課題の指示: 「Objective: one point per instance of the green」を含む行から最後の項目の終わりまで（両端を含む）を、「stem」を「leaf」に入れ替え、ほかは一切変えずに書き直してください。

課題の資料:
◇ ◇ ◇ ◇

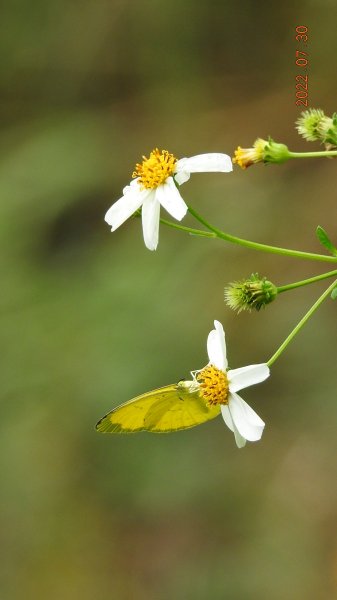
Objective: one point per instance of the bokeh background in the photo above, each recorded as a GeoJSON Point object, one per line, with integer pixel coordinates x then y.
{"type": "Point", "coordinates": [90, 319]}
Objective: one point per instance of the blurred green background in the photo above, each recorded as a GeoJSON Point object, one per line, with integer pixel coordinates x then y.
{"type": "Point", "coordinates": [90, 319]}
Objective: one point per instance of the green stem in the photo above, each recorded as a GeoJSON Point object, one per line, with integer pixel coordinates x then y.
{"type": "Point", "coordinates": [312, 154]}
{"type": "Point", "coordinates": [291, 286]}
{"type": "Point", "coordinates": [301, 323]}
{"type": "Point", "coordinates": [198, 232]}
{"type": "Point", "coordinates": [256, 246]}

◇ ◇ ◇ ◇

解答:
Objective: one point per instance of the green leaf in the photo above, each recorded as a GeoJSON Point object, one per line, with integer pixel coordinates x then y.
{"type": "Point", "coordinates": [312, 154]}
{"type": "Point", "coordinates": [291, 286]}
{"type": "Point", "coordinates": [301, 323]}
{"type": "Point", "coordinates": [198, 232]}
{"type": "Point", "coordinates": [256, 246]}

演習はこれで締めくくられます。